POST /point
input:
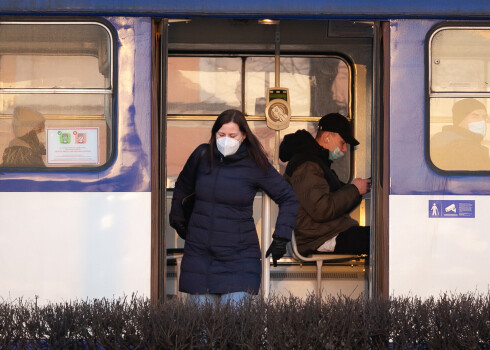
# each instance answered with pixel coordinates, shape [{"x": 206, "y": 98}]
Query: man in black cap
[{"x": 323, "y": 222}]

##########

_SET PROBLEM:_ Please render the data above as a JSON list of strings, one string per line, with blank lines dropped and the picture left out.

_OUTPUT:_
[
  "POST /point",
  "input:",
  "# each instance answered with pixel coordinates, shape [{\"x\": 206, \"y\": 98}]",
  "Query: man in black cap",
  "[{\"x\": 323, \"y\": 222}]"
]